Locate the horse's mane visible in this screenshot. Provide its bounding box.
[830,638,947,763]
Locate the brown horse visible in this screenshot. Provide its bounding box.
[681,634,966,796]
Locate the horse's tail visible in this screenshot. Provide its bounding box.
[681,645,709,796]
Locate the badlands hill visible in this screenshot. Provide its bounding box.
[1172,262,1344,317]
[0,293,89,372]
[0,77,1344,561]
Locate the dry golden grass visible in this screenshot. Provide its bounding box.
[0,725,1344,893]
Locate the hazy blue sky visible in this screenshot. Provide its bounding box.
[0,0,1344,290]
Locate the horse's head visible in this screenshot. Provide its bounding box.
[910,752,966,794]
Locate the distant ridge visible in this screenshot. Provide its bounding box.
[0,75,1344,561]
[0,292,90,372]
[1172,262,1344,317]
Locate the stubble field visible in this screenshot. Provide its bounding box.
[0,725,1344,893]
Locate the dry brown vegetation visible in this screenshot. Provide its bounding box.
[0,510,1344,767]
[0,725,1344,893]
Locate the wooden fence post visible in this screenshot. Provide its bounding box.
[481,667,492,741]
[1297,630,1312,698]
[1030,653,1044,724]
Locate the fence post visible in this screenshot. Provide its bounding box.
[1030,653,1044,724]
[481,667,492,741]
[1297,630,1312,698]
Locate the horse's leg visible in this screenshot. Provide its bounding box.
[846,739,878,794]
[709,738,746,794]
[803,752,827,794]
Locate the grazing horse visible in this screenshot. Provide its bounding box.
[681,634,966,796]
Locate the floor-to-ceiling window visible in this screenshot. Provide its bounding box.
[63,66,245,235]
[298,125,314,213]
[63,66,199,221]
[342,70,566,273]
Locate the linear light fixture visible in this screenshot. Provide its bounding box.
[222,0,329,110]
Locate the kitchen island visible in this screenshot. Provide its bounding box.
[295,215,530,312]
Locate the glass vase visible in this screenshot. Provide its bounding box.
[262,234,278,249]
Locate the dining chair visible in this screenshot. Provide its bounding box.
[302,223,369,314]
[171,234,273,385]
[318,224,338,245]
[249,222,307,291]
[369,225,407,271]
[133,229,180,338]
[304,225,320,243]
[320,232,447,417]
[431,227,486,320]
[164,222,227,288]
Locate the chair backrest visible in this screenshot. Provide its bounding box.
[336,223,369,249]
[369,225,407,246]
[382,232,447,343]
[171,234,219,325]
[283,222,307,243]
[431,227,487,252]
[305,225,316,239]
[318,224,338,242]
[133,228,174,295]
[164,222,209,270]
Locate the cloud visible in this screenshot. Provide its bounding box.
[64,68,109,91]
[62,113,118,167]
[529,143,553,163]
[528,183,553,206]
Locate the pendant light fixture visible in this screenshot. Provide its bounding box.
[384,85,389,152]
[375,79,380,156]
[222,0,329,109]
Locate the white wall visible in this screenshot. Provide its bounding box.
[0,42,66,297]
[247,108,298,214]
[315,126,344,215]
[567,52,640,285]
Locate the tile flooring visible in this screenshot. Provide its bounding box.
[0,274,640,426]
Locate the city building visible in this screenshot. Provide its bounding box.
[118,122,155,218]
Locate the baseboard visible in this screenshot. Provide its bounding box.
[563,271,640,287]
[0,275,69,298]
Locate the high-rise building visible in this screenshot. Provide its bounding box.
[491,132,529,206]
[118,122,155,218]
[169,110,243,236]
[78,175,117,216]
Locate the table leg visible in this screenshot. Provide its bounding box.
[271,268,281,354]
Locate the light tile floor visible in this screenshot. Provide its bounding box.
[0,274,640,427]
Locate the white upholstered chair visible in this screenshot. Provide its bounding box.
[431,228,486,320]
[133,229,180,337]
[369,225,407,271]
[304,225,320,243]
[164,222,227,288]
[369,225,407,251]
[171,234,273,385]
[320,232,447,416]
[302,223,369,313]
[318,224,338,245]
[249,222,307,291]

::::::

### Task brief
Reproduce the material starting at the line that contains "Locate the kitchen" and ending at the line that contains "[164,222,209,270]", swapping "glass vase" for "flower vase" and leaving everything else unchanged.

### Exercise solution
Locate the kitchen island visible in this screenshot. Provide its bounding box.
[295,215,530,312]
Locate the flower vase visible in this screenshot. Provide its bounding box.
[262,234,278,249]
Locate the dining chair visible in this screenshot. Provide its bounding box.
[302,223,369,314]
[171,234,273,385]
[318,224,338,245]
[249,222,307,291]
[369,225,407,271]
[133,229,180,338]
[304,225,320,243]
[320,232,447,417]
[431,227,486,320]
[164,222,227,288]
Locate the chair backrest visible in this screenshot. Provide its bounding box.
[336,223,369,249]
[369,225,407,246]
[382,232,447,343]
[171,234,219,325]
[283,222,307,243]
[431,227,487,252]
[305,225,316,239]
[318,224,338,242]
[133,228,174,295]
[164,222,209,270]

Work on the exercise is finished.